[[ Data to use open ]]
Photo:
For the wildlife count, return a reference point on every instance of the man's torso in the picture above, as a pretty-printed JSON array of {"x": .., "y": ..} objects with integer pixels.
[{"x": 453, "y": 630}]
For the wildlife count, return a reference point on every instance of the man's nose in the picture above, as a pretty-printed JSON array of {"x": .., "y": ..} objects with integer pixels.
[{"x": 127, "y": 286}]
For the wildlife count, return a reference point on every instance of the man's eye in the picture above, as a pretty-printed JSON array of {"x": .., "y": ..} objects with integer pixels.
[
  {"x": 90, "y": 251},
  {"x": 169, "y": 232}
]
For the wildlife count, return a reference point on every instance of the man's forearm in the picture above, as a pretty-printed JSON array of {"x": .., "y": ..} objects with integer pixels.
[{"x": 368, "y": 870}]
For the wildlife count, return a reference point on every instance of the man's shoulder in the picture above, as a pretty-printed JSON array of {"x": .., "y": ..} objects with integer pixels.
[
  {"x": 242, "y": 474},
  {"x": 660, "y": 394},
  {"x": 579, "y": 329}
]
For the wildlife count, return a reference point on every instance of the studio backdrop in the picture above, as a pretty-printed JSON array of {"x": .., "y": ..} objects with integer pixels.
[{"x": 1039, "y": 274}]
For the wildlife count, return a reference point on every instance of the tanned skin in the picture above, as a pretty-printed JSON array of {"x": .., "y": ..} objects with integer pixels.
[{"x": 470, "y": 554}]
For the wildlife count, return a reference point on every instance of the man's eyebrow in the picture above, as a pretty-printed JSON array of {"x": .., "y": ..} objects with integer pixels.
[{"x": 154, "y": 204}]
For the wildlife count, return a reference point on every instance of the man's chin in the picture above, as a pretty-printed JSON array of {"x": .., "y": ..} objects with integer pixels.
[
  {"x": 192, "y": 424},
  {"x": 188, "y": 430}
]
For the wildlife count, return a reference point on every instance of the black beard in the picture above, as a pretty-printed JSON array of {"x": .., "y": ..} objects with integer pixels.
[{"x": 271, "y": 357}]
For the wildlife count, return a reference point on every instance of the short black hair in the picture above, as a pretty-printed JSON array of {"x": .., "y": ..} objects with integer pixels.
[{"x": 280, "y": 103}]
[[ Data to use closed ]]
> [Exercise instructions] Each entry must be set down exactly as it appears.

> [Answer to this exercise]
Photo:
For the wildlife count, return a reference point on every instance of the man's torso in the picture above, as a pretty-printed JSON array of {"x": .., "y": ..} objects with integer pixels.
[{"x": 453, "y": 630}]
For the wildlife count, return a reference point on every instance of the man's nose in the picture above, as a pretty-printed JSON array of {"x": .., "y": ..} objects with integer pixels.
[{"x": 127, "y": 286}]
For the wildlife count, return a reference point on every instance of the man's eye in the picture above, as a pretty-printed JSON array of {"x": .., "y": ..} objects with integer pixels.
[
  {"x": 90, "y": 251},
  {"x": 169, "y": 232}
]
For the wildlife count, return a reference point on every instance of the man's forearm in the picture above, as a pretty-printed JSON array of {"x": .., "y": ..} objects with integer pixels.
[{"x": 368, "y": 870}]
For the wildlife count, return a reference point on every instance of the man's shoulder in the picture above, as a pretty-printed JSON array of {"x": .., "y": ..} objects with integer pixels.
[
  {"x": 242, "y": 474},
  {"x": 660, "y": 394},
  {"x": 579, "y": 329}
]
For the wildlife count, return a reference point on every instance of the studio backdrop in the picture above, as a pretty-printed JSON array of {"x": .., "y": ..} objects with integer pixels.
[{"x": 1039, "y": 274}]
For the wildlife count, return a reference point on every instance of the tanned skin in the picture above, as a pretty-printed JSON array of {"x": .., "y": ..} objects with integer pixels.
[{"x": 470, "y": 554}]
For the wildlife count, return a reference point on every instance of the man's eyebrow in the picture above, as a pretty-printed JSON array of {"x": .., "y": ..} objects with integer pixels.
[{"x": 154, "y": 204}]
For the wildlife count, return a reference point on every instance of the man's chin in the picture above, as a pretty-printed JSON array of {"x": .., "y": ..} objects with integer pixels.
[
  {"x": 192, "y": 424},
  {"x": 188, "y": 430}
]
For the wildlife count, return a reference point on every instance of the black beard in the picture above, as a pretty-printed JSON array of {"x": .., "y": ..} objects with integer pixels.
[{"x": 271, "y": 357}]
For the wildlife count, return a reference point on every instance of the short black hair in the picture above, as a pretty-printed JSON array of {"x": .., "y": ..} objects with integer pixels.
[{"x": 280, "y": 103}]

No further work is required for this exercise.